# INSTRUCTIONS TO FOLLOW:
The data below holds a line containing "Scouting pass: put a marker on the light switch, one" and a line containing "[(197, 8), (503, 280), (200, 220)]"; please quote exactly those two lines and every line between them, and nothing else.

# PROVIDED ENTRIES:
* * * * *
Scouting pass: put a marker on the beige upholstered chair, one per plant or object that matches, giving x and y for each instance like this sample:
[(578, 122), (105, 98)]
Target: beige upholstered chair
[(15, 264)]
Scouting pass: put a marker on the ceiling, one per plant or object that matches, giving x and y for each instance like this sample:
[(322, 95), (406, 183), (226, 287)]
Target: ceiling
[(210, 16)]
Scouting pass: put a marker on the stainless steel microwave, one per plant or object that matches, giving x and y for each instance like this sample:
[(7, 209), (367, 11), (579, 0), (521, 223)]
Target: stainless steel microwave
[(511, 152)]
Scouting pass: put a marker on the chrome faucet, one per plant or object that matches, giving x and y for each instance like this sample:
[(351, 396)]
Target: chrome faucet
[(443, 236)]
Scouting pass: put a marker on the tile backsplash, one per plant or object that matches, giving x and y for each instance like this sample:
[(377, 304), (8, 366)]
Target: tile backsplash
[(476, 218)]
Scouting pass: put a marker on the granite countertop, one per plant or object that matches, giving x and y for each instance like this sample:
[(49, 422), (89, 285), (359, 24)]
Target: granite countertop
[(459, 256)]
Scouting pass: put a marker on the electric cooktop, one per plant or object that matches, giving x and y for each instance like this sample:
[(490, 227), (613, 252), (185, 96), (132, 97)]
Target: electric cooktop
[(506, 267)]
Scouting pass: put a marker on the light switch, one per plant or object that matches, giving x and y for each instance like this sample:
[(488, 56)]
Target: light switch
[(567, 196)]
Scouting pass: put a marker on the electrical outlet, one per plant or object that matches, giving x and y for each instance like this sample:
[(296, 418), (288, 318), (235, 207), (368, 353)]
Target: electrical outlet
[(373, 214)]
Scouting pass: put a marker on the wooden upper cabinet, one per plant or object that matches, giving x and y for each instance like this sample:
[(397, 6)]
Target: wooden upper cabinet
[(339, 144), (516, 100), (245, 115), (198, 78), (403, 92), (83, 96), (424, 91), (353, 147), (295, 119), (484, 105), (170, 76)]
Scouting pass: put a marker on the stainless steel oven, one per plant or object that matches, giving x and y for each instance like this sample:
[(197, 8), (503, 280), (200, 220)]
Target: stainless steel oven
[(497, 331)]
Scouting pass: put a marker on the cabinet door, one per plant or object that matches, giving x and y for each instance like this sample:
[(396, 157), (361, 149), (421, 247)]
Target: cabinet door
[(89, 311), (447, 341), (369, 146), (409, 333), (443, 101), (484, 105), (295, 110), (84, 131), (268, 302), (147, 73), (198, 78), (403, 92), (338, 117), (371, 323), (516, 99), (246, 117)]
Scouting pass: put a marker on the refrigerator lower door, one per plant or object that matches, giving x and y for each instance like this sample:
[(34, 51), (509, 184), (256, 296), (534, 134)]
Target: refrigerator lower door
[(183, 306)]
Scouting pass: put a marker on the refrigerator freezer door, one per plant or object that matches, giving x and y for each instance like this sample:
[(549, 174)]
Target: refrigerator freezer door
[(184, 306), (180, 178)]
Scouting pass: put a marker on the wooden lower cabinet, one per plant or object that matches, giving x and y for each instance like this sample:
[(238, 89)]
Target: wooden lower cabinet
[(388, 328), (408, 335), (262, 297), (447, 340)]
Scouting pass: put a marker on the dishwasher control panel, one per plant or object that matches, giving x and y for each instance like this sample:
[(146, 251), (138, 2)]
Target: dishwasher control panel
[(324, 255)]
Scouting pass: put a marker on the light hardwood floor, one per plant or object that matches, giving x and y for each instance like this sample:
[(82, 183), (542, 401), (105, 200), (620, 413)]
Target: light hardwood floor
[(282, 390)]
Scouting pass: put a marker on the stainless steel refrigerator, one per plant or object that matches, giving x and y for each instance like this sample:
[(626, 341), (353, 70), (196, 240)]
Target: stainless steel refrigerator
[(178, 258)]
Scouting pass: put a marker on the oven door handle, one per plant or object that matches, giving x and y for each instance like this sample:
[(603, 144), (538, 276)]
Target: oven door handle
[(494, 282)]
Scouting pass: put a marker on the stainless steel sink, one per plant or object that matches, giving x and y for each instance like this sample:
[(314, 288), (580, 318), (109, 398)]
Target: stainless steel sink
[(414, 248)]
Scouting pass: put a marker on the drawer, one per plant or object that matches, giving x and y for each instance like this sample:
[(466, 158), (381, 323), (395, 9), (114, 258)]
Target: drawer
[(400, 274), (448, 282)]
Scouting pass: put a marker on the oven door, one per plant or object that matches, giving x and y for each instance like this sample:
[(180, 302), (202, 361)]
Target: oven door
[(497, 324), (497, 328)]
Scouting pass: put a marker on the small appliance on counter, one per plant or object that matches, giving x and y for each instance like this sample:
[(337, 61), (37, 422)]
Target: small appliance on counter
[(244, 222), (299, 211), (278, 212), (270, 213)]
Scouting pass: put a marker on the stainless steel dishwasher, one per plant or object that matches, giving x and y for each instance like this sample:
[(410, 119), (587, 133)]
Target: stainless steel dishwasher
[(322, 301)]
* * * * *
# WRITTEN ANSWER:
Scouting pass: put a marker on the light switch, one per plant or object that matches, giving x and y for each instance like this sample:
[(488, 56)]
Target: light switch
[(567, 196)]
Scouting pass: put a marker on the electrical outlet, one per plant or object that matches, giving x and y for each instance like this sample:
[(296, 418), (288, 318), (235, 207), (368, 353)]
Target: electrical outlet
[(373, 214)]
Scouting pass: put a marker on the wooden upper cabinet, one per plant or object that matches, giving x and y for each instance like this sample:
[(397, 6)]
Target: wooden upper cabinet
[(339, 144), (516, 100), (245, 115), (198, 78), (403, 92), (83, 96), (424, 91), (353, 147), (295, 119), (484, 105), (170, 76)]
Scouting pass: put a marker on the stainless steel oven, one per plant or object that matches, giving x and y for each instance like this sample:
[(197, 8), (503, 280), (200, 220)]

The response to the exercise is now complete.